## AIM:
Gather every line in the material below that contains the word "instance" and copy each one out.

## RECORDS TO PROCESS:
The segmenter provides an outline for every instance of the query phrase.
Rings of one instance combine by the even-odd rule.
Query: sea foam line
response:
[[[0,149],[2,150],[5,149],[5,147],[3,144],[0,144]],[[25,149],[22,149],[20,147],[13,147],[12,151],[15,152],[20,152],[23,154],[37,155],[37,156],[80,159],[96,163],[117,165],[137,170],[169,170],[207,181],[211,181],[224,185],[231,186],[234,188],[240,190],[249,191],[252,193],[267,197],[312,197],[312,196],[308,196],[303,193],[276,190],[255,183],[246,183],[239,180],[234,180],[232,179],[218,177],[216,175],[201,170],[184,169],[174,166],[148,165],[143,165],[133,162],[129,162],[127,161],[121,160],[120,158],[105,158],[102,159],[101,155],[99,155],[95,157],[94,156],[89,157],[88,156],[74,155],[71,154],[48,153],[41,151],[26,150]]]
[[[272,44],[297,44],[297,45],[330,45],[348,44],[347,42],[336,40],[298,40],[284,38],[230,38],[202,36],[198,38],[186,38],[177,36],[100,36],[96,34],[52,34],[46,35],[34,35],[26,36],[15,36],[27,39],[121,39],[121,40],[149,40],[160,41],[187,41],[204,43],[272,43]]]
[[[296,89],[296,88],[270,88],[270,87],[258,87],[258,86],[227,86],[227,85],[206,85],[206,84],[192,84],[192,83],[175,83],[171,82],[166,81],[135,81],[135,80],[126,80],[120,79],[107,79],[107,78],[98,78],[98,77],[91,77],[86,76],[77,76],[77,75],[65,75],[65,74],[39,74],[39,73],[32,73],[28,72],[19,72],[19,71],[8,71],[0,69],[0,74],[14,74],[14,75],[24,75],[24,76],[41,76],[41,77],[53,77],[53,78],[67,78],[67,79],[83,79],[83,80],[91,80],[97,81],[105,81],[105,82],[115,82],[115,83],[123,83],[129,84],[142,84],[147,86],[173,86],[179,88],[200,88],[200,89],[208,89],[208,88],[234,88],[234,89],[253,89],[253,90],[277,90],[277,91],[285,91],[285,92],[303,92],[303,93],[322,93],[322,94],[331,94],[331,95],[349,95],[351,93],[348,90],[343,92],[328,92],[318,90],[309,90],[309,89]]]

## ANSWER TO THIS PROBLEM:
The segmenter provides an outline for every instance of the query phrase.
Rings of one instance combine by the even-odd rule.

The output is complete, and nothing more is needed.